- **What is required**:
In the copy, include every entry exactly but none of the images.

- **Information given**:

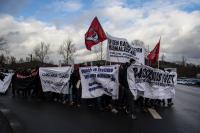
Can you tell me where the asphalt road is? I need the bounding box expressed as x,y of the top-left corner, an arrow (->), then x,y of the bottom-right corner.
0,84 -> 200,133
0,108 -> 12,133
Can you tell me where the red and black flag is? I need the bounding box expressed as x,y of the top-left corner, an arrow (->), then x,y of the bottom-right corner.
85,16 -> 107,50
148,38 -> 160,64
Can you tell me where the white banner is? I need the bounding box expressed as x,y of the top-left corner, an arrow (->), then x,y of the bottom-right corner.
39,67 -> 72,94
0,73 -> 13,93
106,34 -> 145,64
127,65 -> 177,99
80,65 -> 119,99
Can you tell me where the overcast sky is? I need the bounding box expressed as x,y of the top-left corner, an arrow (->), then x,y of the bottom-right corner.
0,0 -> 200,64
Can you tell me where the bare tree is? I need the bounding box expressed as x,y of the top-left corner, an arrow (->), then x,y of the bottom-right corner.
34,42 -> 50,63
27,54 -> 33,62
10,56 -> 16,64
0,37 -> 9,54
131,40 -> 145,47
5,56 -> 10,64
18,58 -> 24,63
26,57 -> 30,62
0,54 -> 6,64
131,40 -> 148,59
58,39 -> 75,65
25,54 -> 33,62
182,56 -> 187,67
0,37 -> 7,51
161,54 -> 165,62
93,44 -> 102,61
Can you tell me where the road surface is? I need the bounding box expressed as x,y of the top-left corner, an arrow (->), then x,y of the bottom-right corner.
0,84 -> 200,133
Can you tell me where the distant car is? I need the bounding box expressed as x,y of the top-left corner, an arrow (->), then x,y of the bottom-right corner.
177,78 -> 200,86
189,79 -> 200,85
8,69 -> 15,73
177,79 -> 188,85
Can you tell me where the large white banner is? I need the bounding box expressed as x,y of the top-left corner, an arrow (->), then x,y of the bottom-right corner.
39,67 -> 72,94
127,65 -> 177,99
0,73 -> 13,93
106,34 -> 145,64
80,65 -> 119,99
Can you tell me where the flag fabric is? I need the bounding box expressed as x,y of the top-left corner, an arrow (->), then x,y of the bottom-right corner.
148,39 -> 160,64
85,17 -> 107,50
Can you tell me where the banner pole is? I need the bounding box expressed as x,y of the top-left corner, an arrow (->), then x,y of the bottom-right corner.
100,42 -> 103,63
158,36 -> 161,69
147,45 -> 150,66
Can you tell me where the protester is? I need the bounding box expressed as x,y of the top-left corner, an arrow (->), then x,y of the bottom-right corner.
122,59 -> 137,119
0,60 -> 177,120
31,66 -> 43,99
117,64 -> 126,112
73,68 -> 82,107
166,69 -> 174,107
66,66 -> 82,107
75,78 -> 81,107
11,72 -> 17,97
167,99 -> 173,107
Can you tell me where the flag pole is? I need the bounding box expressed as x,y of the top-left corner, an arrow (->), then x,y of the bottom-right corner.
158,36 -> 161,69
147,45 -> 150,66
100,42 -> 103,64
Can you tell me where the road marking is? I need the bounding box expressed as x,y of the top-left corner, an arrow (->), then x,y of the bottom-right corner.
0,108 -> 10,114
10,121 -> 21,128
148,108 -> 162,119
0,107 -> 24,131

- **Completed exercise**:
Can you tell me where the asphalt road is? I need the bounding box expressed as x,y of the top-left corner, an arrow (->), then x,y of the bottom-right corner.
0,84 -> 200,133
0,108 -> 12,133
Can you tell me where the red and black flag is? I need the bounding box expressed as x,y of the top-left corner, an arrow (->), then x,y of the bottom-right corner.
85,16 -> 107,50
148,38 -> 160,64
Can you tell me where the white banner is? I need the bounding box expressed as x,y of the top-left corner, an arrow (->), then x,y of the bottom-right corner.
39,67 -> 72,94
0,73 -> 13,93
106,34 -> 145,64
127,65 -> 177,99
80,65 -> 119,99
Can you tell me where the overcast sky is? I need the bounding box expressed as x,y of the top-left corner, an arrow (->), then x,y of the bottom-right corner.
0,0 -> 200,64
Can you tell me where the bare tree is? I need the bounding box expressed as x,y of the top-left corner, an arrow (->), then x,y of the bottom-right corner.
34,42 -> 50,63
27,54 -> 33,62
10,56 -> 16,64
0,37 -> 9,54
131,40 -> 145,47
5,56 -> 10,64
18,58 -> 24,63
26,57 -> 30,62
0,54 -> 6,64
131,40 -> 148,59
58,39 -> 75,65
25,54 -> 33,62
182,56 -> 187,67
0,37 -> 7,51
161,54 -> 165,62
93,44 -> 102,61
Can you tell me where the road surface is? I need the bounding box expressed as x,y of the top-left corner, an arrow (->), then x,y of the bottom-right corner.
0,84 -> 200,133
Can you tell me where the distant car is? I need the bounding box expressed as x,y of the top-left corner, an arrow (->), then x,y of the bottom-right corner.
177,78 -> 200,86
189,79 -> 200,85
8,69 -> 15,73
177,79 -> 188,85
Can you tell me where the large white banner is? I need the bounding box expressed as x,y of the top-left corner, an arrow (->), then x,y of the bottom-right corner.
39,67 -> 72,94
127,65 -> 177,99
0,73 -> 13,93
106,34 -> 145,64
80,65 -> 119,99
Can you tell me where the flag fabric is? I need the bounding box expressed as x,y of the top-left corner, an arrow (->), then x,y of the bottom-right corner.
148,39 -> 160,64
85,17 -> 107,50
Can you tell me where the banner pole is? I need the bounding box expressed as x,y of the top-left corner, an arrow (->), then x,y of the bottom-right corner.
100,42 -> 103,63
158,36 -> 161,69
147,45 -> 150,66
Can you tell me where the protester is? I need the bounding box expressed as x,y of the top-left corner, an arrow (->), then x,y of the bottom-right corner.
122,59 -> 137,119
0,60 -> 177,120
31,66 -> 43,99
117,64 -> 126,112
73,68 -> 82,107
166,69 -> 174,107
66,66 -> 82,107
75,78 -> 81,107
11,72 -> 17,97
167,99 -> 173,107
Can you tell me where the flag pole is? I need the bounding box expressed as x,y of the top-left corner, an arrow (->), then x,y of the bottom-right corner.
158,36 -> 161,69
147,45 -> 150,66
100,42 -> 103,64
Can you tell me where the road marking is? I need the bounding box expressed as x,y of the top-left corner, an arrow (->), then x,y of the bottom-right corner.
0,108 -> 10,114
10,121 -> 21,128
148,108 -> 162,119
0,107 -> 24,131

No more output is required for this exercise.